- WHAT IS NEEDED -
Arrange the rows below as a numbered list, leaving out any blank lines.

(Location labeling rows)

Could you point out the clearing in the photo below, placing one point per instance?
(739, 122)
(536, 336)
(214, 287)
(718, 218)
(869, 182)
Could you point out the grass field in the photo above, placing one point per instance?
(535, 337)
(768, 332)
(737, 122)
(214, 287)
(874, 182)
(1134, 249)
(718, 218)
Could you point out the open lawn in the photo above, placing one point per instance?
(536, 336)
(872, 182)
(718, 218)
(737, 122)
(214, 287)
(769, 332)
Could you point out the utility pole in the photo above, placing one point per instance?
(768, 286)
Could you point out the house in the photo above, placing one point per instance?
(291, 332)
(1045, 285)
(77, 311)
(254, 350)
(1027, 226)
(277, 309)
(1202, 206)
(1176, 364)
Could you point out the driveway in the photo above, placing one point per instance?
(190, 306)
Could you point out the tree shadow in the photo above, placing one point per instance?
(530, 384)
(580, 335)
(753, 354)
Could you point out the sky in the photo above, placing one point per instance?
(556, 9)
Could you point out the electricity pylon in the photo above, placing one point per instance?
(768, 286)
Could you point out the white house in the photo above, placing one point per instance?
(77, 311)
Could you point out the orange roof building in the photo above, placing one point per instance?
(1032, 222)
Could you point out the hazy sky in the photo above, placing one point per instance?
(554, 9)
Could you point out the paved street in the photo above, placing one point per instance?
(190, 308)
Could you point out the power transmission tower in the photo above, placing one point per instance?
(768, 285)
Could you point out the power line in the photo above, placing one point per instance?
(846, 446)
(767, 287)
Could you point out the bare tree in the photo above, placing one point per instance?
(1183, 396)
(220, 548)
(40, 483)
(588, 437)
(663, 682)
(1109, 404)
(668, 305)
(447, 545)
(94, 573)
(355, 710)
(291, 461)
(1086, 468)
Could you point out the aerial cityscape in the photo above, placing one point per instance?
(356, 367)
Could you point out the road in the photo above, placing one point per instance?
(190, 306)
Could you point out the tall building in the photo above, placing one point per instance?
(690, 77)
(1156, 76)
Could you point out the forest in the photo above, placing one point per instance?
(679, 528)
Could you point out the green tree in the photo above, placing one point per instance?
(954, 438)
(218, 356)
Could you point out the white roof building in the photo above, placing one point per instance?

- SOLUTION TO THE EXERCISE -
1. Could you point out the clearing in the photo below, placing one point per instance?
2. (739, 122)
3. (536, 336)
4. (214, 287)
5. (718, 218)
6. (869, 182)
7. Could you point out the grass field in the photo above, placing one point per instance?
8. (535, 337)
9. (768, 332)
10. (737, 122)
11. (214, 287)
12. (874, 182)
13. (1134, 249)
14. (718, 218)
15. Could you point out the open lawn in the photo above, placing one point per instance?
16. (536, 336)
17. (872, 182)
18. (718, 218)
19. (737, 122)
20. (214, 287)
21. (769, 332)
22. Could you point out the utility pole in the photo above, placing one point per instance?
23. (768, 286)
24. Could you point out the house in the photo above, placing one point per instance?
25. (291, 332)
26. (1045, 285)
27. (77, 311)
28. (254, 350)
29. (1027, 226)
30. (277, 309)
31. (1202, 206)
32. (1176, 364)
33. Could you point out the driveway in the photo above, placing one point per instance?
34. (190, 306)
35. Could you point out the tree shadow in the photo above, placing one point per instance?
36. (530, 384)
37. (580, 335)
38. (753, 354)
39. Could you point out the sky in the photo above, placing one point per instance?
40. (556, 9)
41. Could you point out the electricity pylon in the photo above, placing one point per instance?
42. (768, 286)
43. Could you point out the white house in the photo above, placing one point per instance?
44. (77, 311)
45. Could you point out the orange roof building in the photo above, placing one point per instance?
46. (1032, 222)
47. Could you point out the hazy sky in the photo above, placing one point per instance?
48. (554, 9)
49. Could you point out the paved street in the photo above, placing one point per instance?
50. (190, 308)
51. Could you point out the power transmission tower in the photo above, placing one point per instance?
52. (768, 285)
53. Could you point out the power line in the photo above, placing one point per instance?
54. (846, 446)
55. (767, 287)
56. Could you point out the bare tree in the photo above, placing one point per instance?
57. (1183, 396)
58. (220, 548)
59. (40, 483)
60. (588, 437)
61. (663, 682)
62. (1109, 404)
63. (668, 305)
64. (447, 545)
65. (94, 573)
66. (355, 710)
67. (291, 461)
68. (1086, 468)
69. Could you point out the aerial cityscape in the photo above, placing one point per instance?
70. (356, 367)
71. Could you point out the road in the photo above, placing one point per instance?
72. (190, 306)
73. Could you point out the tall building in the photo above, placing one point per instance?
74. (690, 77)
75. (1156, 76)
76. Could you point out the forest in the photo above, placing one point per instance?
77. (679, 528)
78. Could you point out the green tree in the photo above, placing one point per instance?
79. (954, 438)
80. (218, 356)
81. Could you point out the white roof building in the photo above, placing one point per instance?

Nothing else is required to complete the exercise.